Dix ans tout juste après la sortie de son premier album, Lætitia Shériff revient avec un troisième long format Pandemonium, Solace and Stars qui défouraille les âmes à coups de pop rock intègre, à la fois nerveux et élégant, tout aussi furieusement désespéré que doux et salvateur. Avec, encore, la détermination de ceux qui savent que les chemins de traverse de l’émotion et de la sincérité sont les plus propices aux rencontres.
Parce que pour Lætitia, tout est d’abord, et peut-être surtout, question de rencontres. Des vraies, de celles qui vont vraiment jusqu’à l’autre. De musiciens bien sûr, notamment de son talentueux complice Olivier Mellano avec lequel elle enregistrera ses deux premiers albums. Des copains de Trunks ensuite, funambules qui éclatent les formats et culbutent les genres avec intensité, avec lesquels elle sort deux albums (Use Less 2007, et On the Roof, 2011).
Mais aussi de collaborations qui dépassent souvent le simple cadre musical (Noël Akchoté, Lydia Lunch & Bibbe Hansen…), dans lesquelles l’auteur-compositeur-interprète, avec sa bienveillante curiosité de l’autre, frotte sa musique à diverses formes artistiques : théâtre avec le précieux allié David Gauchard de la Cie L’unijambiste notamment (voir les magnifiques sorties discographiques sur Idwet : Often False avec Thomas Poli et François Jeanneau, A Midsummer’s Night avec Robert le Magnifique et Thomas Poli en 2011), danse pour 4’30 du chorégraphe Hervé Koubi (2005-2007), films documentaires (Communauté 28 d’Hélène Desplanques, Les Chevalières de la Table Ronde de Marie Hélia) ou de fiction (le court métrage Annonce de Julie Henry, mais également son ciné-concert habité et poignant Sa majesté des Mouches – Peter Brook-, qui retourna le cœur et les sangs de tous ceux qui purent y assister – voir là).
C’est pourtant seule (ou quasi, puisqu’on retrouve tout de même Thomas Poli à l’enregistrement) que Lætitia Shériff réalise Where’s my I.D. ? en 2012, ep autoproduit, en prise directe avec les dérives de nos sociétés. Quatre titres qui se révèlent aussi salvateurs pour l’auditeur (réécoutez cette tuerie déchirante de To Be Blue qui met du baume à l’âme) que nécessaires à Lætitia pour poser les bases de ce que sera son troisième album, Pandemonium, Solace and Stars (Yotanka, Impersonal Freedom, Differ-Ant, Wiseband, sortie ce lundi 13 octobre 2014).
━━━━
CONSIGNES ->
**1.** Dans l'extrait sur Lætitia Shériff, recopiez le passage qui commence par "Parce que pour" et se termine par "the Roof, 2011).", en changeant "copains" en "amis".
**2.** Résumez sous forme de liste le paragraphe de l'extrait sur Lætitia Shériff qui commence par « Parce que pour Lætitia », en gardant ses faits principaux.

DONNÉES RECUEILLIES ->
━━━━
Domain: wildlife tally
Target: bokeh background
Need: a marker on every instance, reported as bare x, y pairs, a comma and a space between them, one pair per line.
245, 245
━━━━
CORRIGÉ ->
**1.**
Parce que pour Lætitia, tout est d’abord, et peut-être surtout, question de rencontres. Des vraies, de celles qui vont vraiment jusqu’à l’autre. De musiciens bien sûr, notamment de son talentueux complice Olivier Mellano avec lequel elle enregistrera ses deux premiers albums. Des amis de Trunks ensuite, funambules qui éclatent les formats et culbutent les genres avec intensité, avec lesquels elle sort deux albums (Use Less 2007, et On the Roof, 2011).

**2.**
Pour Lætitia, tout est d'abord question de rencontres, de vraies rencontres :
- des musiciens, dont Olivier Mellano, avec qui elle enregistre ses deux premiers albums ;
- les copains de Trunks, qui éclatent les formats et bousculent les genres, avec qui elle sort deux albums : Use Less (2007) et On the Roof (2011).